• _Task_
The entries follow. Copy every line in which "written" appears.

• _Data provided_
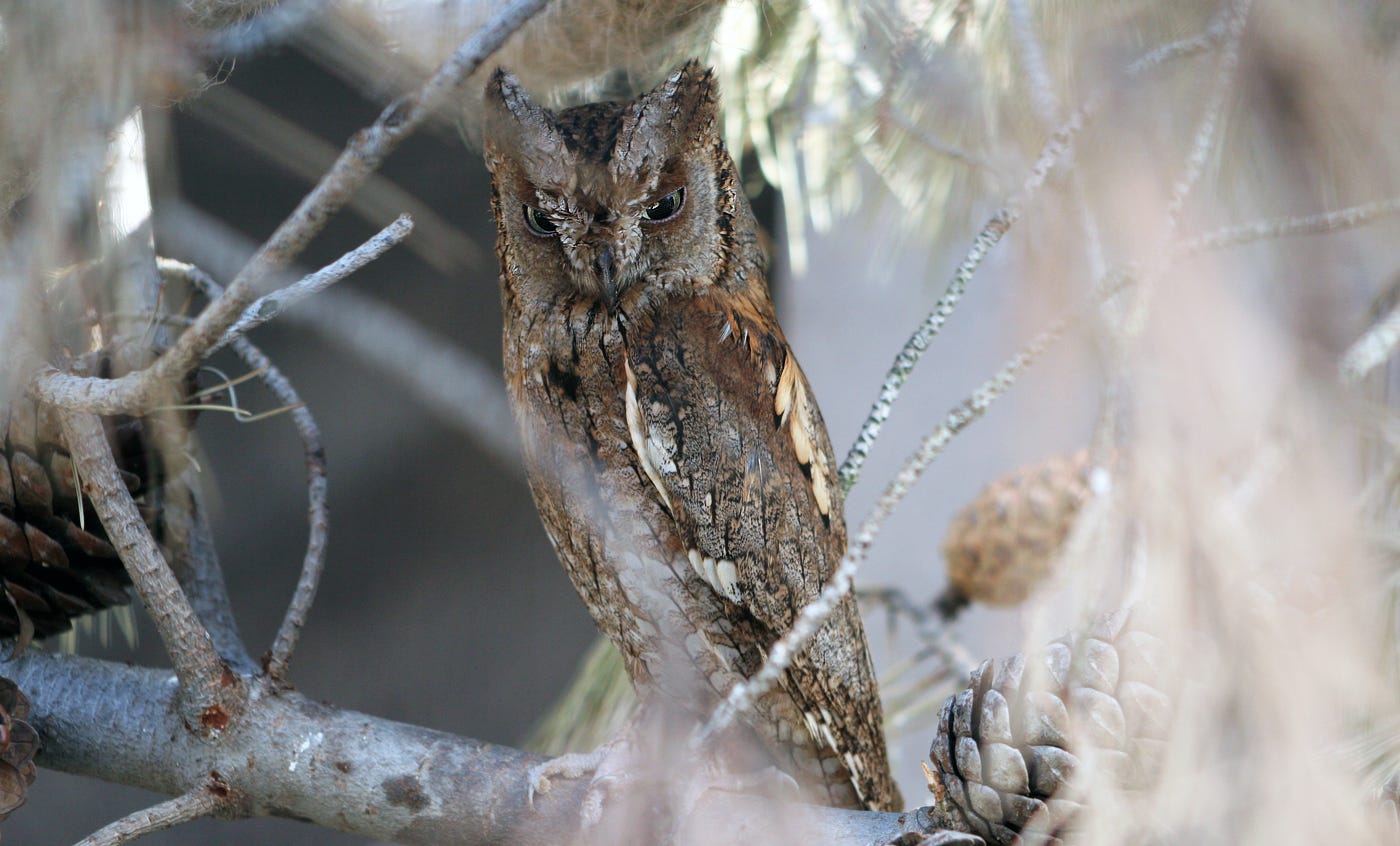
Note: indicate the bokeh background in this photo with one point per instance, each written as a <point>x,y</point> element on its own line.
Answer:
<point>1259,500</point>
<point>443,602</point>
...
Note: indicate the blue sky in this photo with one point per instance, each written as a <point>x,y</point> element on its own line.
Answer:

• _Reply to the exercise_
Note: indicate the bokeh background in this photo with one point per instance, each written as a <point>x,y</point> element on its own line.
Note: indicate the blue sky in this photo with one point per instance, each written as a <point>x,y</point> element on its own line.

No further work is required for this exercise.